Datos mostrados:
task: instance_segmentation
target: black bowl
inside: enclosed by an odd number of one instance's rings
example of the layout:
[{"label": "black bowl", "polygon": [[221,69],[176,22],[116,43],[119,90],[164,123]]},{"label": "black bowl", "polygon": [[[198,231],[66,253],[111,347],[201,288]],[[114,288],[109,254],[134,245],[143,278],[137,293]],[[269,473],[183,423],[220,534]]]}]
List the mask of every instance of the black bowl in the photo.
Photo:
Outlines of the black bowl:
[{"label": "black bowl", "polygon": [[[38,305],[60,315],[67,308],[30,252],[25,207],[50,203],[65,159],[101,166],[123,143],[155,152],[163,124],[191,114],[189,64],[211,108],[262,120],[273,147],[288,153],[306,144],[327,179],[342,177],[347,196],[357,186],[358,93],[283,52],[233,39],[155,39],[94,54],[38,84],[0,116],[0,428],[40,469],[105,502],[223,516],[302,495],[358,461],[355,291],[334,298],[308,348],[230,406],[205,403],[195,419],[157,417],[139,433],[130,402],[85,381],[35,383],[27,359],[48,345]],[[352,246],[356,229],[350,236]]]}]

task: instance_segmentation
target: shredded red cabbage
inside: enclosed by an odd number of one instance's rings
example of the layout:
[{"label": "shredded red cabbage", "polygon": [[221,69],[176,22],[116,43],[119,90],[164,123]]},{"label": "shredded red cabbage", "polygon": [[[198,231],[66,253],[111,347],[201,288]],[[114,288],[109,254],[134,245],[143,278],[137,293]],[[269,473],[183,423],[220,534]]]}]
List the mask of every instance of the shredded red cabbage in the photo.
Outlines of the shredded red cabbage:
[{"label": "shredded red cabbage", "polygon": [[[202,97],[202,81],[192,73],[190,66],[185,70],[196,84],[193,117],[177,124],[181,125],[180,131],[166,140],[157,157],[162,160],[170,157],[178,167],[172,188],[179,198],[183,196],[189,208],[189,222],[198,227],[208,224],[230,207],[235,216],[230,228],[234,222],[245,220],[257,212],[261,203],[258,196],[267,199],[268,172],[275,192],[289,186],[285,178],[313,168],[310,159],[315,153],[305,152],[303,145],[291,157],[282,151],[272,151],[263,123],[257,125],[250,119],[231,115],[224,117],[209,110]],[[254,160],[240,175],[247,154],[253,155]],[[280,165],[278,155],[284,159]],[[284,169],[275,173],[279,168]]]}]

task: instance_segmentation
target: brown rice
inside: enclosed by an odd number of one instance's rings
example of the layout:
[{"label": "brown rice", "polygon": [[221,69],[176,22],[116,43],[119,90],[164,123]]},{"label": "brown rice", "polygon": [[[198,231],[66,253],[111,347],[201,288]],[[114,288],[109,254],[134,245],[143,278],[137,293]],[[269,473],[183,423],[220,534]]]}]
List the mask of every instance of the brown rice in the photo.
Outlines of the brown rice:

Qué se pide: Sustituye "example of the layout" por "sample of the format" en todo el listado y vuelve a escribir sus líneas sin ningún otro cambio.

Resultado:
task: instance_segmentation
target: black bowl
inside: enclosed by an odd number of one instance's rings
sample of the format:
[{"label": "black bowl", "polygon": [[221,69],[176,22],[116,43],[119,90],[164,123]]},{"label": "black bowl", "polygon": [[[198,231],[66,253],[111,347],[201,288]],[[114,288],[109,254],[134,245],[143,278],[137,293]],[[269,473],[183,423],[220,534]]]}]
List the mask of every instance of the black bowl in the photo.
Photo:
Outlines of the black bowl:
[{"label": "black bowl", "polygon": [[[38,305],[60,315],[67,308],[30,252],[25,207],[50,203],[65,159],[101,166],[123,143],[155,152],[163,124],[191,114],[189,64],[211,108],[262,120],[273,147],[288,153],[306,144],[327,179],[342,177],[347,196],[357,186],[358,93],[283,52],[233,39],[155,39],[94,54],[38,84],[0,116],[0,428],[40,469],[105,502],[223,516],[302,495],[358,461],[355,291],[334,298],[308,348],[230,406],[205,403],[195,419],[157,417],[139,433],[130,402],[85,381],[35,383],[27,359],[48,345]],[[352,246],[356,229],[350,236]]]}]

task: instance_segmentation
target: shredded red cabbage
inside: enclosed by an odd number of one instance's rings
sample of the format:
[{"label": "shredded red cabbage", "polygon": [[221,69],[176,22],[116,43],[119,90],[164,123]]},{"label": "shredded red cabbage", "polygon": [[[198,231],[66,253],[111,347],[201,288]],[[114,288],[109,254],[134,245],[143,278],[137,293]],[[269,473],[183,423],[220,534]]]}]
List the mask of every instance of the shredded red cabbage in the photo.
Outlines of the shredded red cabbage:
[{"label": "shredded red cabbage", "polygon": [[[202,97],[202,81],[192,73],[190,66],[185,70],[196,84],[193,117],[177,124],[181,125],[180,131],[166,140],[157,157],[162,160],[170,157],[178,167],[172,188],[179,198],[183,196],[189,208],[189,222],[198,227],[208,224],[230,207],[235,216],[230,228],[234,222],[245,220],[257,212],[261,203],[258,196],[267,199],[268,172],[275,192],[289,186],[285,178],[313,168],[310,159],[315,153],[305,152],[303,145],[291,157],[282,151],[272,151],[263,123],[257,125],[250,119],[231,115],[224,117],[209,110]],[[254,160],[240,175],[247,154],[253,155]],[[280,165],[278,155],[284,159]],[[284,169],[275,173],[279,168]]]}]

task: instance_segmentation
target: brown rice
inside: enclosed by an odd number of one instance's rings
sample of the format:
[{"label": "brown rice", "polygon": [[221,69],[176,22],[116,43],[119,90],[164,123]]},{"label": "brown rice", "polygon": [[[198,231],[66,253],[111,347],[201,288]],[[114,288],[109,254],[134,245],[143,278],[137,293]],[[269,473],[183,423],[220,534]]]}]
List the mask of every instance of the brown rice in the photo.
Outlines of the brown rice:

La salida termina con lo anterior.